Task instructions
Below are entries; copy exactly, and only, the lines from the one containing "pane with a single point, one per instance." through their final line, leaving out pictures.

[BEGIN Records provided]

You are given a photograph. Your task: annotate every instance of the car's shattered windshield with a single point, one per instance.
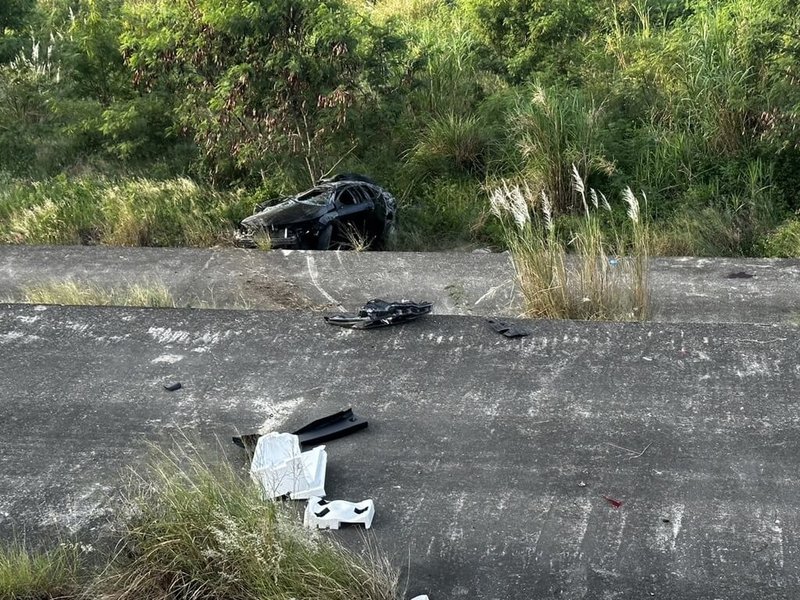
(316, 197)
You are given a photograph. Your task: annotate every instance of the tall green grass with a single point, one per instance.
(132, 212)
(31, 575)
(593, 276)
(74, 294)
(557, 129)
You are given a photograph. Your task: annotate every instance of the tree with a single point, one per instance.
(259, 82)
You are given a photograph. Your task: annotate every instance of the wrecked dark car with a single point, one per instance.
(346, 212)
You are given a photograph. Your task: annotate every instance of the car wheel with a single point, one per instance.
(324, 238)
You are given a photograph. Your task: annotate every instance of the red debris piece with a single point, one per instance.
(612, 502)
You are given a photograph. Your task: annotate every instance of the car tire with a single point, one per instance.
(324, 238)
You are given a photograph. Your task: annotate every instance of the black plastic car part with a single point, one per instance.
(380, 313)
(317, 432)
(507, 329)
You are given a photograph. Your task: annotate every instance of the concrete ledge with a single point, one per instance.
(683, 289)
(488, 458)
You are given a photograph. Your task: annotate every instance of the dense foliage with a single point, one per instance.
(693, 102)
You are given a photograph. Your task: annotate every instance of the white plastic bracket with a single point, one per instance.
(280, 467)
(324, 514)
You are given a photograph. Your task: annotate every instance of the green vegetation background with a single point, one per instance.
(162, 122)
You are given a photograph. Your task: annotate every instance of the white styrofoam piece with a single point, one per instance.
(280, 467)
(325, 514)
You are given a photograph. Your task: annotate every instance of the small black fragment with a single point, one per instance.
(380, 313)
(507, 329)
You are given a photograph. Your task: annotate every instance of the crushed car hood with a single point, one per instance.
(285, 214)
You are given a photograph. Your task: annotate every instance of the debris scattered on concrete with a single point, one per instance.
(507, 329)
(331, 427)
(380, 313)
(330, 514)
(281, 469)
(328, 428)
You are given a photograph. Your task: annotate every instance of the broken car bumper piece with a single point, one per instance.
(325, 514)
(322, 430)
(380, 313)
(282, 469)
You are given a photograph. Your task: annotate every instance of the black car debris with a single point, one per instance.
(348, 211)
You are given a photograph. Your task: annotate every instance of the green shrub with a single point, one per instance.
(784, 242)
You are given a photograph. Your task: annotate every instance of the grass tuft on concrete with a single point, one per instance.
(81, 294)
(28, 575)
(201, 532)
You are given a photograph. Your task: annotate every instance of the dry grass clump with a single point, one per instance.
(81, 294)
(27, 575)
(602, 279)
(201, 532)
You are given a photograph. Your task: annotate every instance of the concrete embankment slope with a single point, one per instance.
(683, 289)
(488, 458)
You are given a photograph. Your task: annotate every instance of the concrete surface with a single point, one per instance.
(683, 289)
(487, 458)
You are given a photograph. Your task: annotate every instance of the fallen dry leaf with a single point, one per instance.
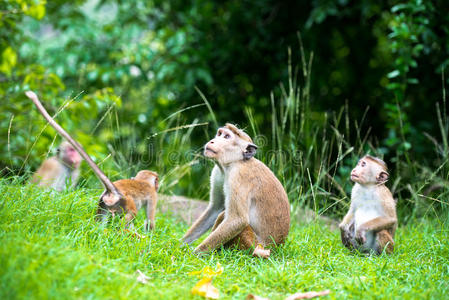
(134, 234)
(208, 272)
(142, 278)
(307, 295)
(259, 251)
(255, 297)
(205, 288)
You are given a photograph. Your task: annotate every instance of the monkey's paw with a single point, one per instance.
(360, 236)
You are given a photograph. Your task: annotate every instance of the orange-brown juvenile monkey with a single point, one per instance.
(59, 171)
(246, 193)
(371, 222)
(124, 196)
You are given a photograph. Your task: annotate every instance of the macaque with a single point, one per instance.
(371, 222)
(124, 196)
(247, 202)
(60, 171)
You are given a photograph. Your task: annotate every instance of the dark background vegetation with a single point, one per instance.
(130, 68)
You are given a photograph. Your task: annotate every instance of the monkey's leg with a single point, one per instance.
(384, 241)
(203, 224)
(376, 225)
(222, 234)
(102, 213)
(131, 212)
(151, 210)
(245, 240)
(218, 221)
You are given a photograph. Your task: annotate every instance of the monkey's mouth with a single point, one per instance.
(209, 149)
(353, 176)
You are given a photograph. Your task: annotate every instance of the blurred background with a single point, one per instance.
(144, 84)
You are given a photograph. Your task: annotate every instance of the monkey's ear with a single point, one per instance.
(250, 151)
(382, 177)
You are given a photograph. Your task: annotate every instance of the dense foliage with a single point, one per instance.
(140, 79)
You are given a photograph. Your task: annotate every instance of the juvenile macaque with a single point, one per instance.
(124, 196)
(59, 171)
(371, 222)
(247, 202)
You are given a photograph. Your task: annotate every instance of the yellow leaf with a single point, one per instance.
(259, 251)
(205, 289)
(208, 272)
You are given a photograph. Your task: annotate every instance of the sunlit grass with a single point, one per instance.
(51, 247)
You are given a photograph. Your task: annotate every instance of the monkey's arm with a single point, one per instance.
(236, 219)
(202, 224)
(227, 230)
(216, 206)
(151, 210)
(347, 219)
(375, 225)
(74, 177)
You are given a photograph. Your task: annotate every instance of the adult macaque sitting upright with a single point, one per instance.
(59, 171)
(371, 221)
(247, 201)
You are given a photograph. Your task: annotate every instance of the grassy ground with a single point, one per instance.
(51, 247)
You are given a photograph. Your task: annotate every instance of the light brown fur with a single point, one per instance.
(371, 221)
(123, 196)
(247, 191)
(138, 192)
(60, 171)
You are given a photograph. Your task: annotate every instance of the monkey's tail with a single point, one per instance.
(109, 186)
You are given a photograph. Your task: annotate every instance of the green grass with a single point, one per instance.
(51, 247)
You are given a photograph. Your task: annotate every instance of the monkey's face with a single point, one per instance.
(149, 176)
(227, 147)
(368, 172)
(69, 155)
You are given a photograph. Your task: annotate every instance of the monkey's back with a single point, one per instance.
(51, 174)
(269, 208)
(137, 191)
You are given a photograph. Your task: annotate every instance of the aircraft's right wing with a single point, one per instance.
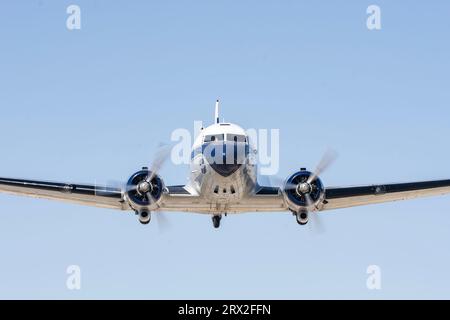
(345, 197)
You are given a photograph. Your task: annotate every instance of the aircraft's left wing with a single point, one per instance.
(90, 195)
(345, 197)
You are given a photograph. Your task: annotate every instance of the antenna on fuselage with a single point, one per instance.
(217, 119)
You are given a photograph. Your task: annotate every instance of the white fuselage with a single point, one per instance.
(223, 166)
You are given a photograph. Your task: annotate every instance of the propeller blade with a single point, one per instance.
(160, 159)
(327, 160)
(279, 182)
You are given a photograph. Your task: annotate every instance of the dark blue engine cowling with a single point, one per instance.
(140, 199)
(299, 199)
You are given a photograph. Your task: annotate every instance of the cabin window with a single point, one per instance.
(216, 137)
(236, 138)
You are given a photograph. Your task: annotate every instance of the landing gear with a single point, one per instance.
(302, 218)
(144, 217)
(216, 221)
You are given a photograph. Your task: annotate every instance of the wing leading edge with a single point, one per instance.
(91, 195)
(345, 197)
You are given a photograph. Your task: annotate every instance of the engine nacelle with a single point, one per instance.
(303, 192)
(144, 191)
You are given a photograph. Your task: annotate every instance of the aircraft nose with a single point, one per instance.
(225, 158)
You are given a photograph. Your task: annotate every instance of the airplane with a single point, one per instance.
(224, 181)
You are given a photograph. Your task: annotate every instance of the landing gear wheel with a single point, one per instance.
(144, 217)
(216, 221)
(302, 218)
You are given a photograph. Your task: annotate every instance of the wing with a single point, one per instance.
(336, 198)
(90, 195)
(185, 199)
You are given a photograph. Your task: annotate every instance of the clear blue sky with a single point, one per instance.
(92, 105)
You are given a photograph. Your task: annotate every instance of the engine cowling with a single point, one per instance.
(303, 192)
(144, 191)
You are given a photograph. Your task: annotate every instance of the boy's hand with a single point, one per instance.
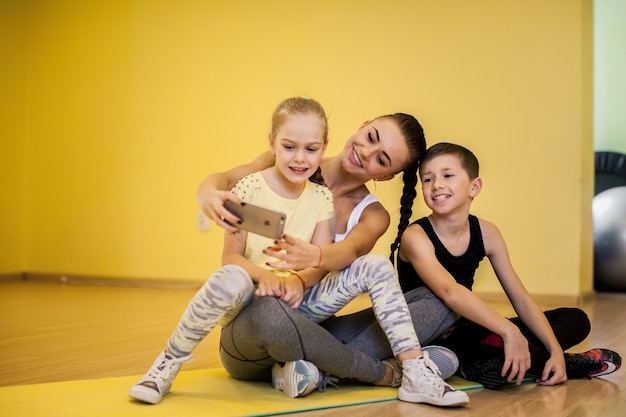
(554, 371)
(516, 356)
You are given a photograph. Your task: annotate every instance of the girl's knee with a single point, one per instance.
(232, 278)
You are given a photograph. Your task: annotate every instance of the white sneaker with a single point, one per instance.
(421, 383)
(156, 383)
(299, 378)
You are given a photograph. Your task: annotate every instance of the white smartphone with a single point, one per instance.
(257, 219)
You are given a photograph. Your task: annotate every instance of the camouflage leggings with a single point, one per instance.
(230, 289)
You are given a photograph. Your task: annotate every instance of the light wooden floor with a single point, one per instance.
(54, 332)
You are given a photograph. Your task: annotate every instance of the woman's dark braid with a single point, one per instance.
(409, 177)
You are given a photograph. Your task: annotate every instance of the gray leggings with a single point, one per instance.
(230, 289)
(349, 346)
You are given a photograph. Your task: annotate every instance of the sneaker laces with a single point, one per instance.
(431, 365)
(164, 369)
(433, 380)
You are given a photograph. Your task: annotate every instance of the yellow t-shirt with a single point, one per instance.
(315, 204)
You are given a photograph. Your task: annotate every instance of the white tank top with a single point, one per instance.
(355, 216)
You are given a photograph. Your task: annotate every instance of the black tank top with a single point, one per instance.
(462, 268)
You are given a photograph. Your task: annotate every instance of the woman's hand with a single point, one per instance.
(293, 291)
(212, 202)
(295, 254)
(269, 285)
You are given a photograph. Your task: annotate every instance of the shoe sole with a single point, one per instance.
(289, 372)
(458, 399)
(145, 394)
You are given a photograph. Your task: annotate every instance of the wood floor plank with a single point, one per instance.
(54, 332)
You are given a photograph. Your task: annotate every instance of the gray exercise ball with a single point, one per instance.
(609, 239)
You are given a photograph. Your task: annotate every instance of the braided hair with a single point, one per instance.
(416, 141)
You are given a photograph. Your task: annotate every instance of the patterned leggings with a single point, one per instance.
(230, 289)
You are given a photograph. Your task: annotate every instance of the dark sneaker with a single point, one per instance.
(444, 358)
(594, 362)
(486, 372)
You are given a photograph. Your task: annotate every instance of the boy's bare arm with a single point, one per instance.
(524, 305)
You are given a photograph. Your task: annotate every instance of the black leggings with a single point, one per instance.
(570, 325)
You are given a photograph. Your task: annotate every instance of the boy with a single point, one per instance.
(442, 251)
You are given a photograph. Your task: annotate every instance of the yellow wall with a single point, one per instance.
(13, 127)
(131, 103)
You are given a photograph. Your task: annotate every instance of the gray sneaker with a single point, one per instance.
(421, 383)
(156, 383)
(299, 378)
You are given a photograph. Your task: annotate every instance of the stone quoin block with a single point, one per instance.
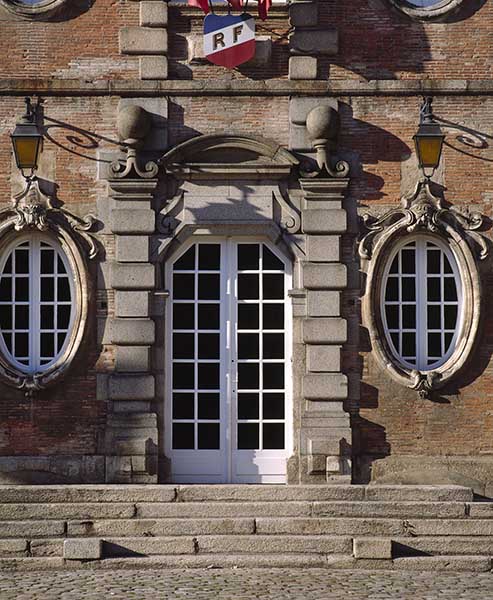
(132, 304)
(323, 359)
(132, 358)
(133, 276)
(132, 248)
(323, 248)
(153, 14)
(303, 67)
(314, 42)
(328, 386)
(132, 332)
(153, 67)
(132, 221)
(143, 40)
(303, 14)
(131, 387)
(318, 276)
(82, 549)
(325, 331)
(323, 304)
(324, 221)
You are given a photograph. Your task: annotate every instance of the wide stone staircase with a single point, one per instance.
(212, 526)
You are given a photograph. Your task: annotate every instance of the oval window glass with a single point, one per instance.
(36, 303)
(422, 303)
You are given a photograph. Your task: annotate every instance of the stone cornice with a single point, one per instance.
(243, 87)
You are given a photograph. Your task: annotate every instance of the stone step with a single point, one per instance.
(28, 494)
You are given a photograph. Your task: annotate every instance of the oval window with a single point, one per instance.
(36, 303)
(422, 303)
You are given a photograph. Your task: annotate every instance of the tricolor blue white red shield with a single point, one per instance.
(229, 40)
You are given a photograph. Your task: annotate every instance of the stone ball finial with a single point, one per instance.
(323, 123)
(133, 124)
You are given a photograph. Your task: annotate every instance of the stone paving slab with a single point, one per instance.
(244, 584)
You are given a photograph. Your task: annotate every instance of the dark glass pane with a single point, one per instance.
(248, 317)
(409, 316)
(22, 289)
(392, 289)
(448, 341)
(183, 316)
(209, 406)
(408, 289)
(392, 314)
(273, 287)
(5, 317)
(270, 261)
(8, 340)
(248, 406)
(60, 266)
(273, 436)
(63, 316)
(183, 436)
(450, 317)
(273, 345)
(21, 261)
(183, 376)
(47, 317)
(184, 287)
(434, 344)
(408, 264)
(248, 257)
(22, 344)
(433, 261)
(409, 344)
(208, 376)
(209, 257)
(434, 317)
(8, 265)
(209, 345)
(248, 376)
(186, 262)
(47, 344)
(273, 406)
(434, 294)
(273, 376)
(47, 262)
(395, 340)
(248, 436)
(209, 316)
(248, 288)
(209, 287)
(6, 289)
(61, 340)
(248, 345)
(183, 406)
(450, 289)
(209, 436)
(22, 317)
(183, 345)
(63, 289)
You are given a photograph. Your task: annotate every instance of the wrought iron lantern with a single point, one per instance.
(428, 139)
(27, 140)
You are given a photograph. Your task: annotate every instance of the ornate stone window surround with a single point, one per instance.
(436, 11)
(33, 210)
(46, 8)
(423, 214)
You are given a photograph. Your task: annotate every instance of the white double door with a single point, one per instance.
(228, 403)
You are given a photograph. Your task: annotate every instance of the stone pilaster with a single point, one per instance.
(325, 427)
(132, 430)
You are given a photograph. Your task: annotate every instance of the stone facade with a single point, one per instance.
(145, 134)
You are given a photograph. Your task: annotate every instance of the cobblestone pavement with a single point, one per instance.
(243, 584)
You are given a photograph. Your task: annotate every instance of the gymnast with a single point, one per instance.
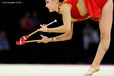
(79, 10)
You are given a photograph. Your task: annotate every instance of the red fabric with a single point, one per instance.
(94, 8)
(24, 38)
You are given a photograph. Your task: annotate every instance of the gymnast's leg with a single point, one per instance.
(105, 25)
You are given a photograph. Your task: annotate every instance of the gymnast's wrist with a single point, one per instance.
(53, 39)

[END Records provided]

Finished task
You are given a photograph. Your task: annotate every instance of the dark glass pane with a single point, one per instance.
(248, 317)
(409, 316)
(22, 289)
(392, 289)
(448, 341)
(183, 316)
(209, 406)
(408, 289)
(392, 314)
(273, 287)
(5, 317)
(270, 261)
(8, 340)
(248, 406)
(60, 266)
(273, 436)
(63, 316)
(183, 436)
(450, 317)
(273, 345)
(21, 261)
(183, 376)
(47, 317)
(184, 287)
(434, 344)
(408, 264)
(248, 257)
(22, 344)
(433, 261)
(409, 344)
(208, 376)
(209, 257)
(434, 317)
(8, 265)
(209, 345)
(248, 376)
(186, 262)
(47, 344)
(273, 406)
(434, 294)
(273, 376)
(47, 262)
(395, 340)
(248, 436)
(209, 316)
(248, 288)
(209, 287)
(6, 289)
(61, 340)
(248, 345)
(183, 406)
(450, 289)
(209, 436)
(22, 317)
(183, 345)
(63, 289)
You are given a photograph. Your task: annotate every instance of the wrought iron lantern with a single point, one per instance.
(428, 139)
(27, 140)
You are given a photograph. Your task: annotate every instance of the ornate stone window surround with a single point, one per instance.
(436, 11)
(33, 210)
(46, 8)
(423, 214)
You are given a photograph. Your task: annotate every instance of the white double door with a single point, one per instance.
(228, 403)
You are given a photograph. Your task: annotate every instance of the stone pilaster with a single point, one per instance.
(325, 427)
(132, 430)
You are given a photograph. Your task: annotate every instance of the stone facade with a single point, one per instance.
(145, 134)
You are given a photograph. Your task: annotate every instance of the cobblestone pavement with a single point, one per instance.
(243, 584)
You are given a photograph. Your task: annotate every instance of the gymnast with a single point, one per instance.
(79, 10)
You are given a photograph. Your task: annotate every instance of the red fabric with a single point, one per instance.
(94, 8)
(24, 38)
You are given a photograph. Your task: annotate every instance of the gymnast's leg with a single point, one per instance.
(105, 25)
You are given a photograph. Your task: annotate every instance of the gymnast's wrist with a single point, one per instance.
(53, 39)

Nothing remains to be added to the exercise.